WORK TASK - Each entry below is to be copied verbatim, with no line missing.

EXERCISE MATERIALS -
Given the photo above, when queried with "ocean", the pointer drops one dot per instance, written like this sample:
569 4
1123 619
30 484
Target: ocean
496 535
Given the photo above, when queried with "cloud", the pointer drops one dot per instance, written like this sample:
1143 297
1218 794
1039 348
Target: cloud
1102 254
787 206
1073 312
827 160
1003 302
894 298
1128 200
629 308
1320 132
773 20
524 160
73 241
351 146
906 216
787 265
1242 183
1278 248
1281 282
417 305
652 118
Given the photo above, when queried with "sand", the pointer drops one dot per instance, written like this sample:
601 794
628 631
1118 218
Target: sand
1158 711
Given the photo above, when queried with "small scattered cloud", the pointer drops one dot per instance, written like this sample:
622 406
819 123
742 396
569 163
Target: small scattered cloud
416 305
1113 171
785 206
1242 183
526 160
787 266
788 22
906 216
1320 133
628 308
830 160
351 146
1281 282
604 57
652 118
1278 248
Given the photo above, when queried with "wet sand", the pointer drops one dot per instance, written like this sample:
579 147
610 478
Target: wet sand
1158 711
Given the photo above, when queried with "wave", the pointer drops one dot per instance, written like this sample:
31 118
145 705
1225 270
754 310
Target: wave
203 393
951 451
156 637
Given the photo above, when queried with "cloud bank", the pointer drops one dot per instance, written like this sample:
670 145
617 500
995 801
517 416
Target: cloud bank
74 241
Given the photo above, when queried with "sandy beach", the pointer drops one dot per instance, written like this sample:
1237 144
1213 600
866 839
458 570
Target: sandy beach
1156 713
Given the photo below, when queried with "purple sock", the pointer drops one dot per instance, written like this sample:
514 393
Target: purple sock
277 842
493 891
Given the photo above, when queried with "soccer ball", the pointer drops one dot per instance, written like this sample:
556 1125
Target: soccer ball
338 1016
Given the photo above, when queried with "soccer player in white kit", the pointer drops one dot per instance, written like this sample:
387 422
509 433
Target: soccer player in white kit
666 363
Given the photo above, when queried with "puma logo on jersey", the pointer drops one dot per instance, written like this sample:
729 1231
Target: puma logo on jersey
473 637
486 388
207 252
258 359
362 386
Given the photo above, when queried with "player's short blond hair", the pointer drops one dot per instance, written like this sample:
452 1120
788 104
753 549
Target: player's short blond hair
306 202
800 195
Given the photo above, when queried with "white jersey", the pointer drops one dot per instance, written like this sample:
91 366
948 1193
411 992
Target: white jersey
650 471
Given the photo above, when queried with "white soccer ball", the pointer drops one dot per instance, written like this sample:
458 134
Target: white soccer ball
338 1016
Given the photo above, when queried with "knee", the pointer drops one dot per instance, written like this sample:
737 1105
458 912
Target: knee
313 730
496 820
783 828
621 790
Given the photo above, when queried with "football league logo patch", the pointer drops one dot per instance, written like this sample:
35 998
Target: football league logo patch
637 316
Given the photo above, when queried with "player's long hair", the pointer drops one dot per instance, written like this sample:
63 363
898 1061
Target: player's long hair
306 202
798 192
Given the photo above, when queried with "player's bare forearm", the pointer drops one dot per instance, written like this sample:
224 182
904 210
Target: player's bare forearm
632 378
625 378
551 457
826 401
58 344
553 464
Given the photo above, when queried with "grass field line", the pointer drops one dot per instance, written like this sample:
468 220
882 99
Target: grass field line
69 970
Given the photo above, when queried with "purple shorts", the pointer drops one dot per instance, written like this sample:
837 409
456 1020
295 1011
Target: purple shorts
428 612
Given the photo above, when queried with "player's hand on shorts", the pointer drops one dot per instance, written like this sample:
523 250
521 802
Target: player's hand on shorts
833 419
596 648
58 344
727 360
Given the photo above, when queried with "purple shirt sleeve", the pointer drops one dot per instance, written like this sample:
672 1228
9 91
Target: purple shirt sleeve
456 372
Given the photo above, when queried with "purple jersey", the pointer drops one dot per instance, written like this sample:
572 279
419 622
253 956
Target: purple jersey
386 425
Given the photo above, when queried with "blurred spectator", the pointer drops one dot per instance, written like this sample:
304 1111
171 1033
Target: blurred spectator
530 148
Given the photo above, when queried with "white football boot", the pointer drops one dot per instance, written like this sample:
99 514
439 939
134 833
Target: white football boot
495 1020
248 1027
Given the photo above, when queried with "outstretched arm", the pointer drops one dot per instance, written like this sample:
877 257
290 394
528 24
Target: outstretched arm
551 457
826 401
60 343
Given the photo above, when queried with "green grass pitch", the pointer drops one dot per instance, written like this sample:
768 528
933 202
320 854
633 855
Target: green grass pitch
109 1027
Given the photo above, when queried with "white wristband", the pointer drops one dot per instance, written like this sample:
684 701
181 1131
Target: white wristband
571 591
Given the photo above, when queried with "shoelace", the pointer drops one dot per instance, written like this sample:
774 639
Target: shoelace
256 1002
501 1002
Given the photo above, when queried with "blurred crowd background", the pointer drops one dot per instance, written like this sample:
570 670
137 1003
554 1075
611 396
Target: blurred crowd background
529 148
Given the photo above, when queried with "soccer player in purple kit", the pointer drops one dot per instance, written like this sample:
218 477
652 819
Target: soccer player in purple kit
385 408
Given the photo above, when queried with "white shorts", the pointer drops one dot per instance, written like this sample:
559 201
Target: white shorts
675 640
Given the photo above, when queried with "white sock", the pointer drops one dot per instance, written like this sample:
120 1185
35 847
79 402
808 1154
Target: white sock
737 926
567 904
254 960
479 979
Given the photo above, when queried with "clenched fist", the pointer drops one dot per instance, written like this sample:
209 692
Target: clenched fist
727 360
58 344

REPLY TO THE EXERCISE -
Given the photo above, when queried with "ocean", the pointer drops one dot per instance, written like this sample:
569 4
1123 619
30 484
Target: ocean
496 535
Given the photo above, when queried with "cloud", the pointer drops one dot per instance, written like this sample:
1143 297
1218 794
1039 348
Target: cloud
1102 254
787 206
1073 312
827 160
1003 302
894 298
1128 200
629 308
1320 132
773 20
524 160
73 241
351 146
906 216
787 265
1242 183
1278 248
1281 282
417 305
652 118
Given the photo above, when queried with "sand", the pointer drops one dot per instance, written like this sample:
601 794
628 631
1118 218
Target: sand
1158 711
Given the photo above, when queried with "small scattered cloud", the pointer drops one dot per instance, written like this sample:
622 406
819 123
742 396
569 163
Target: small scattered cloud
416 305
1113 171
785 206
1242 183
526 160
787 266
788 22
906 216
1320 133
628 308
830 160
351 146
1281 282
604 57
652 118
1278 248
Given the photo above, when queried with "wet sand", the pointer drops one dot per instance, written like this sample:
579 147
610 478
Target: wet sand
1158 711
Given the photo above, when queried with "wave", the pointer drops one dot per instance, written like this sample:
31 118
145 705
1225 270
754 310
Target: wave
203 393
951 451
156 637
Given the photo above, when queried with "cloud bank", the pointer drops one dot per instance, written like this sample:
670 145
617 500
995 801
517 416
Target: cloud bank
74 241
Given the photo above, when queried with "sandy beach", the pointer drops one dot per instance, written like this sample:
1237 144
1213 600
866 839
458 570
Target: sandy beach
1156 713
Given the photo below, when queried with "purple sock", the pointer drops one dot per instance, written like this sample:
514 393
Target: purple sock
277 842
493 891
Given the photo above, when queried with "soccer ball", the pointer drops one dot per instance, written like this sample:
556 1125
Target: soccer ball
338 1016
Given the photo above, when queried with "soccer player in white kit", the pointer drops one dot per instance, written like this sample:
387 422
509 433
Target: soccer player in white kit
666 363
Given the photo above, when queried with "puma logo on jersey", the pointer drops one dot per instance, written like this sample:
729 1231
Target: puma logo on jersey
473 637
486 388
207 252
258 359
362 386
Given the photo above, when queried with "player's short blond hair", the pointer drops one dot per instance, written like this sample:
452 1120
788 104
753 549
Target: player's short blond hair
306 202
800 195
Given the photo above, when queried with "white jersey", the pointer drops one dot per instance, written like this sample:
91 366
948 1193
411 992
Target: white jersey
650 471
Given the photo above, when queried with "white soccer ball", the pointer drops one dot per instance, written like this sample:
458 134
Target: white soccer ball
338 1016
Given the photo above, when queried with "knee", the pointer drops one dot per instance, written like this sample:
737 1105
458 912
Target: knee
313 730
496 820
783 828
621 790
Given the photo above, when queried with "football league logo patch", the pointer drops one dot per instance, written like this sample:
35 998
Target: football league logo patch
637 316
Given the photo above, when queried with "player's long hair", the pointer drops one dot per instance, written like this sample:
63 363
898 1061
Target: player's long hair
306 202
798 192
Given the photo above, when queried with "player's bare forearm", the pointer drops one dot per instance, written like this sample:
224 182
904 210
Target: player's bare forearm
632 378
625 378
551 457
826 401
58 344
553 464
Given the photo above, when queried with "grass field line", the pointer drops one dot per instance, written like this sample:
468 220
882 99
Target: grass field line
69 970
Given the photo above, when queried with "purple shorts", the pointer drops one dot per instance, written like this sample:
837 409
456 1020
295 1011
Target: purple shorts
428 612
Given the photo above, when queried with "player's hand on shorts", the pointer drops one dot per instance, written like this sample:
523 250
521 802
Target: player's hand on shorts
833 419
596 648
58 344
727 360
Given the photo above, when queried with "purple shirt sleeve", the pointer drops one dot per instance, written like this sample:
672 1228
9 91
Target: purple shirt sleeve
456 372
Given the photo above, when queried with "purple jersey", the pointer drops one dot per instance, written like this sample:
572 279
419 622
253 956
Target: purple jersey
386 425
Given the photo above, when queried with "blurred spectator", the pointer drops one dot per instance, written like this sample:
304 1111
171 1033
Target: blurred spectator
530 148
Given the photo above, when queried with "white football boot", the pointer drops one dot per instance, written like this sample:
99 514
439 939
134 833
Target: white football boot
495 1020
248 1027
Given the photo above, when queried with "outstretched arm", the pointer drops one dot per instance, written like this sample:
877 257
290 394
528 24
Target: outstretched arm
551 457
826 401
60 343
Given the photo above, when queried with "green grass pitch", the pointer drops one dot per instance, written like this sample:
768 528
933 202
320 854
633 855
Target: green grass pitch
109 1027
Given the photo above, when queried with "white wristband", the pointer drops one dot per instance, written like this sample:
684 701
181 1131
Target: white wristband
571 591
Given the photo above, when queried with "shoelace", the pointer drops one dot per instance, written like this sample:
774 639
Target: shoelace
256 1002
501 1002
Given the photo above, when queried with "blurred crowd background", the pointer drops one dot per instance, written like this sample:
570 670
137 1003
554 1075
611 396
Target: blurred crowd background
529 148
Given the photo above, when queried with "soccer player in purple kit", the pointer drops one dot per instance, written like this sample:
218 477
652 819
Target: soccer player in purple kit
385 408
Given the photo above, when queried with "white shorts", the pointer drops one dot per instance, written like this sample:
559 201
Target: white shorts
675 640
Given the photo above, when queried with "white sock", the pointer drops one dot per instance, written like this sample:
120 1185
35 847
79 402
808 1154
Target: white sock
737 926
567 904
254 960
479 979
Given the photo above, when queried with "clenched fist", the pointer drops one dot per instance, written like this sample:
209 692
Target: clenched fist
727 360
58 344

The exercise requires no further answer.